• [Input for this task]
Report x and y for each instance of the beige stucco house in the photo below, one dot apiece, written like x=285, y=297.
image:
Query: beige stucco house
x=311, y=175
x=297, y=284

• [Task description] Reproduce every line of the records above verbatim, with no changes.

• [Answer]
Report x and y for each instance of the beige stucco house in the photo below, one dot apiece, written like x=285, y=297.
image:
Query: beige stucco house
x=311, y=175
x=297, y=284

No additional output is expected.